**PROMPT**.
Write each line exactly, from the line that holds "Target: bare branch" through the final line of the material, and no other line.

Object location annotation data:
** START **

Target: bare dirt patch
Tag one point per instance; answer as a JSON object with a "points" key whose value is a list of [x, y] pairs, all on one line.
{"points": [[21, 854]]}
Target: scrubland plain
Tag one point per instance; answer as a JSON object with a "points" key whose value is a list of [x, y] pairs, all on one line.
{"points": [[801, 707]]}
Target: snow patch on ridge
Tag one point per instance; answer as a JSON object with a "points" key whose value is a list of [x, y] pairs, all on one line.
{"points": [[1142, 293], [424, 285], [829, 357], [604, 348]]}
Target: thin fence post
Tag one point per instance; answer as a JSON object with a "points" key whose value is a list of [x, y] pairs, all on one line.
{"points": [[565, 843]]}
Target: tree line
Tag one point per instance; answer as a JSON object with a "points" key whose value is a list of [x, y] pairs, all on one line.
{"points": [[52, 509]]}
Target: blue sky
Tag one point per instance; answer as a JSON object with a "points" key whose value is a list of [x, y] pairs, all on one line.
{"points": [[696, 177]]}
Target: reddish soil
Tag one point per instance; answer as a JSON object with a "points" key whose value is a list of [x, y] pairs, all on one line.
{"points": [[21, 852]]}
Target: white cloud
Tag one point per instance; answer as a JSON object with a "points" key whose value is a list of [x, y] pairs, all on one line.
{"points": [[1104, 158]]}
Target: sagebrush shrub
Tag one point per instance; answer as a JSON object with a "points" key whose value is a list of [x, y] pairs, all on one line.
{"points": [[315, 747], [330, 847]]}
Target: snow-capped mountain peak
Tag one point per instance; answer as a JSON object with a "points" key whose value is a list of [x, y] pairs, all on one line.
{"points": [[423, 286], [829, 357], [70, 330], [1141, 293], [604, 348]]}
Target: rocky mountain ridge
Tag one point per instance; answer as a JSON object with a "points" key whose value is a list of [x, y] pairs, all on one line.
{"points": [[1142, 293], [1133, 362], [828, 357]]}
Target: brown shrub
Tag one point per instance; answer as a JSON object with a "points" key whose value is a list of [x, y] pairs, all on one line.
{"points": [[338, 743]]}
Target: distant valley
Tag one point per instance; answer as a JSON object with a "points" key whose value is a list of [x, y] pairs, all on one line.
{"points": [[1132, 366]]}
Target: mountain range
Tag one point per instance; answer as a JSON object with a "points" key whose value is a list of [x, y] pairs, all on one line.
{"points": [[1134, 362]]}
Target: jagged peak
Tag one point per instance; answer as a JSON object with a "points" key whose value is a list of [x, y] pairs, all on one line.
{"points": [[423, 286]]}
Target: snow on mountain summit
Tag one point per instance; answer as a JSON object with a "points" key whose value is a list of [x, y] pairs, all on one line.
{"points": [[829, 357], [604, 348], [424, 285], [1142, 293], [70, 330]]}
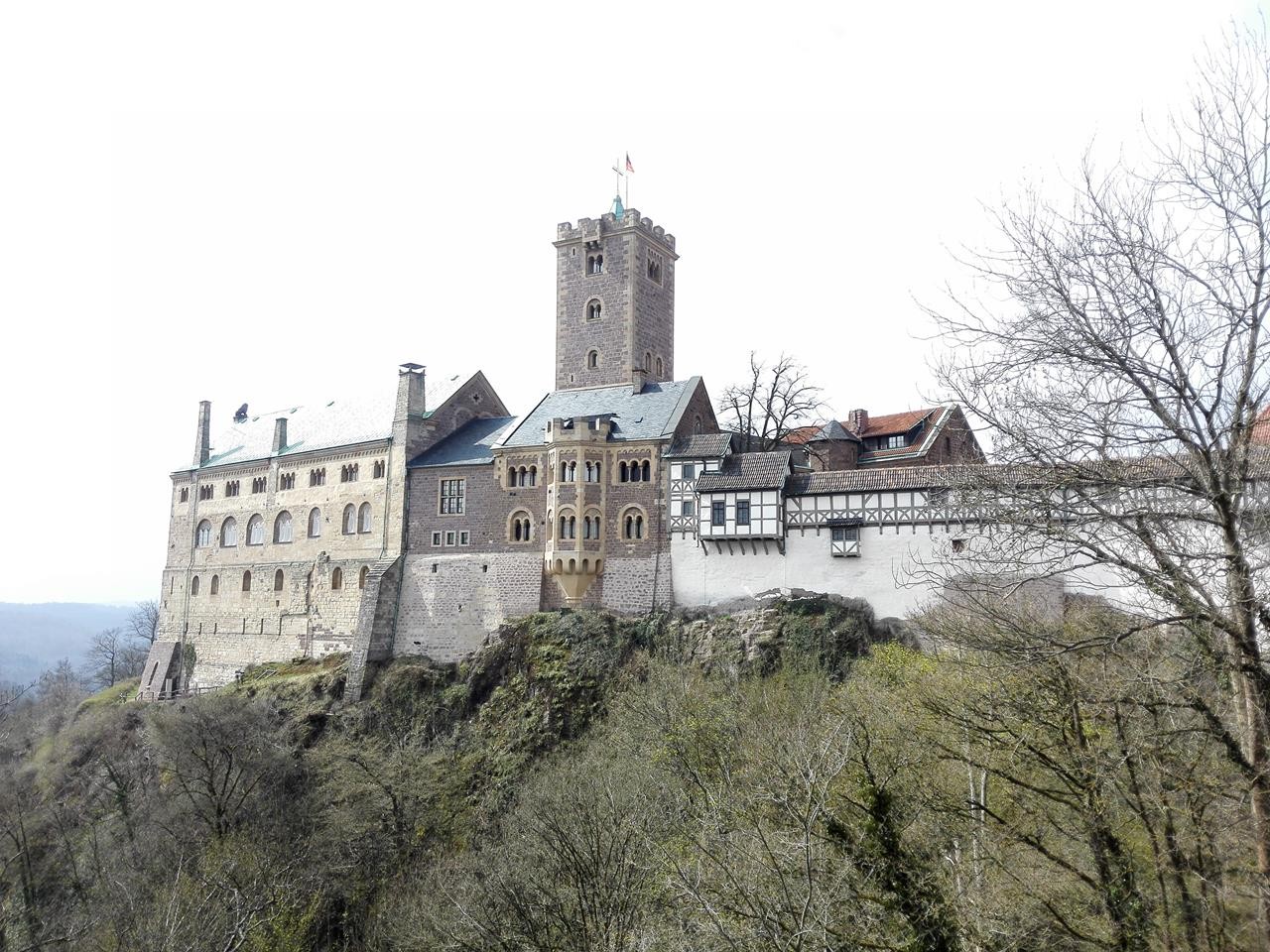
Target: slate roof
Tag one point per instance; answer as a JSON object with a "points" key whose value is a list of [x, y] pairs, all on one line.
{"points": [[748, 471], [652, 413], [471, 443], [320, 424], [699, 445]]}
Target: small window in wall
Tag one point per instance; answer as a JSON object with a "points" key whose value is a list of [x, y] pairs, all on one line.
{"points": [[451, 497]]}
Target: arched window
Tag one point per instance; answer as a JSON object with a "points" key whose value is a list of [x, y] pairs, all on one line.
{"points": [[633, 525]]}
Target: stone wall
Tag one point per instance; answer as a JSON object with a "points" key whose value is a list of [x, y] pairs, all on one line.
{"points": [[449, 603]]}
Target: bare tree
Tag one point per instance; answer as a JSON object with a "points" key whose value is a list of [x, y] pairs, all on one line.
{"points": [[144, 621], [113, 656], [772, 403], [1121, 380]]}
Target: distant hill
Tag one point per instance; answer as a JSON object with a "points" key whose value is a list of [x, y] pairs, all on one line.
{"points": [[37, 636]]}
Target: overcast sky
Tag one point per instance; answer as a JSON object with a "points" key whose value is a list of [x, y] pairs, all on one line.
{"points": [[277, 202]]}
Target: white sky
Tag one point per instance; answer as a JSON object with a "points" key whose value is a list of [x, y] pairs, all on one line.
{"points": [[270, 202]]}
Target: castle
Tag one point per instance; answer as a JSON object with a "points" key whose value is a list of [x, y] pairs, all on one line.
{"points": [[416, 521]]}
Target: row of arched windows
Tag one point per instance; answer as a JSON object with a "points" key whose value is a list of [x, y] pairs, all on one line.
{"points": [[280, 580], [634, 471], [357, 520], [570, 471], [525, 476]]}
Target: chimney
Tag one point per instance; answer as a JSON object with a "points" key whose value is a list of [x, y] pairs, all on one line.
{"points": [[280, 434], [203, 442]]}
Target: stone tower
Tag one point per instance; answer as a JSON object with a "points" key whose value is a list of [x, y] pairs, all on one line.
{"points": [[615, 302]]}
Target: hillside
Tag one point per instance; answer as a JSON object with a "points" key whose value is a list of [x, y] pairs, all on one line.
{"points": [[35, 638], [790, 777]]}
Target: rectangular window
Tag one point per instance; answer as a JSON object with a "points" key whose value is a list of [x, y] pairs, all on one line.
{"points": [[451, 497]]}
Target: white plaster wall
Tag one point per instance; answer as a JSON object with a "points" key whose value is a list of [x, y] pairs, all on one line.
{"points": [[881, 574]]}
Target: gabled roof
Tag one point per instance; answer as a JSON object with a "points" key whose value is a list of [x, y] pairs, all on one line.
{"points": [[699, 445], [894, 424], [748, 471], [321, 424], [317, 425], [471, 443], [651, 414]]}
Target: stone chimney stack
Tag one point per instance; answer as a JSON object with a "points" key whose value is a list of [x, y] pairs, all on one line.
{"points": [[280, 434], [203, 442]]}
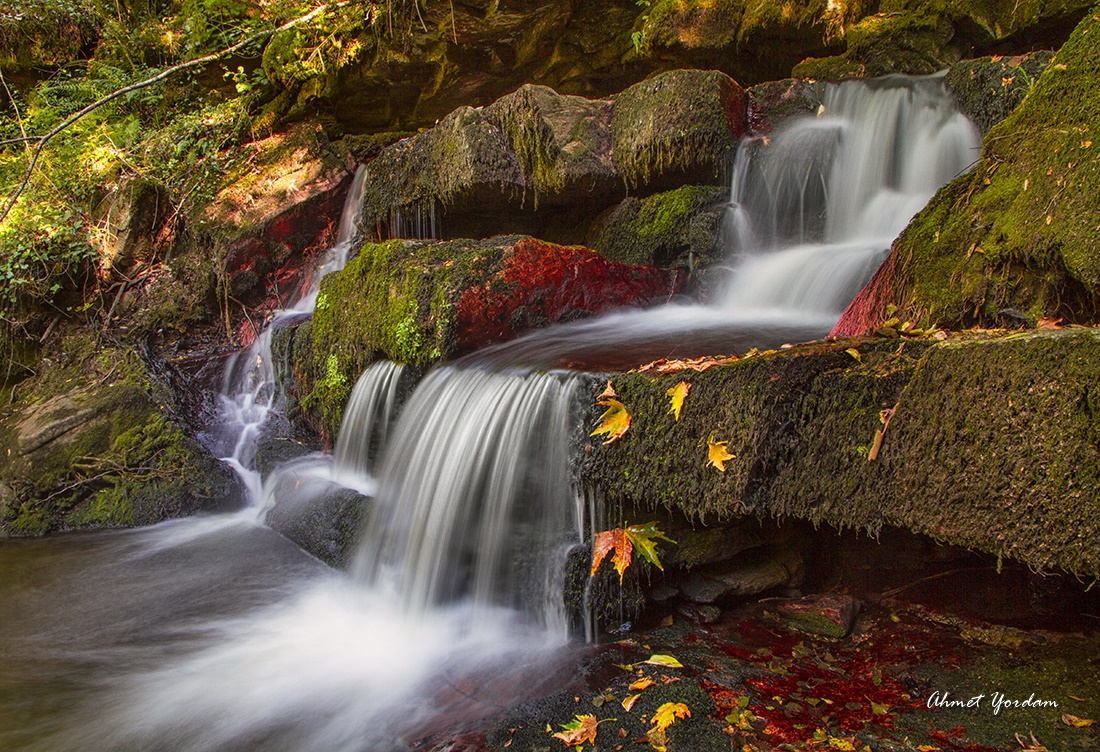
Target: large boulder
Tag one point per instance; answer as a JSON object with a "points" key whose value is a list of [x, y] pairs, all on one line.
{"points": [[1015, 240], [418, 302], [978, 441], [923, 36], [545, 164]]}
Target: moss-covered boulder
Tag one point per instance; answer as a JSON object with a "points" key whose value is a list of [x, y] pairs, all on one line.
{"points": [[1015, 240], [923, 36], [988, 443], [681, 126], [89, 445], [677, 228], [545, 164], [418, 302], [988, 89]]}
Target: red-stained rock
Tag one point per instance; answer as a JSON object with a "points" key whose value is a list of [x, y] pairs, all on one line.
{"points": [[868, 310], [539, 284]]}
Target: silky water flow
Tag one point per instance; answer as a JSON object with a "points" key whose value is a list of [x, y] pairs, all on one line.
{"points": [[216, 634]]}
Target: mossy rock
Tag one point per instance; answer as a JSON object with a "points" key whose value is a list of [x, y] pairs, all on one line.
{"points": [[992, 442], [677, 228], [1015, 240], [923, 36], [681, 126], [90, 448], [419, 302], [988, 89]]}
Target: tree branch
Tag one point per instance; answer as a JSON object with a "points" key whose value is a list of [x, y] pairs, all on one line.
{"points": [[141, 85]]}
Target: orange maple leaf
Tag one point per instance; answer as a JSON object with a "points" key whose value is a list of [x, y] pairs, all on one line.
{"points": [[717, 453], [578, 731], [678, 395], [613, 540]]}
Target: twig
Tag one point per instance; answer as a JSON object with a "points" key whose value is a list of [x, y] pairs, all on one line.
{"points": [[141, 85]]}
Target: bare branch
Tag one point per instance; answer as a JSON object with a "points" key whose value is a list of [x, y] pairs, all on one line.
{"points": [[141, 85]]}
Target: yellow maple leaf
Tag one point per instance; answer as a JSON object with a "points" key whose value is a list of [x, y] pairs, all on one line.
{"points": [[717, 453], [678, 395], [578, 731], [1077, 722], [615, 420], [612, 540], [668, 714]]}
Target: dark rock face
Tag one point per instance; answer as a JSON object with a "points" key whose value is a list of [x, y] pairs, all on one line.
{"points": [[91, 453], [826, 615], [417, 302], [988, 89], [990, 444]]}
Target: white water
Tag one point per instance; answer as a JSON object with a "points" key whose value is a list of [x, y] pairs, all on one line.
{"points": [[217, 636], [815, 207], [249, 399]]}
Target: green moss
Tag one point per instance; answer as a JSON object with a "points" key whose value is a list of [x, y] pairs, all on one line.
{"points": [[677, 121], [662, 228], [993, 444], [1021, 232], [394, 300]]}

** END **

**TASK ANSWER**.
Target: bare branch
Tag one point per instance; answer as a JSON object with a "points" key whose value is a list of [x, y] pairs, all on one line.
{"points": [[141, 85]]}
Target: yellow maple leaf
Tag one point per instance; answer as a JSON object with a "points" key whose value is a list of [x, y] pairs, all on one line.
{"points": [[717, 453], [678, 395], [578, 731], [1077, 722], [615, 420], [612, 540], [668, 714]]}
Target: dark rock face
Tag one point per instance; answer as a JSON object with a "points" key whose value is a list of [x, y] pairs, all on one line.
{"points": [[91, 453], [826, 615], [417, 302], [988, 89], [990, 444]]}
Target: white water
Tag one point per instance; answer as a JSON object with a "points" key whose value is a list of [x, y] pairs, all on one line.
{"points": [[217, 636], [815, 207], [249, 399]]}
Target: green moss
Tag one point per instance; answer as a JSON object with a "points" key whose value is a list of [x, y] pairs, all on one line.
{"points": [[677, 121], [662, 228], [993, 444], [1021, 232], [394, 300]]}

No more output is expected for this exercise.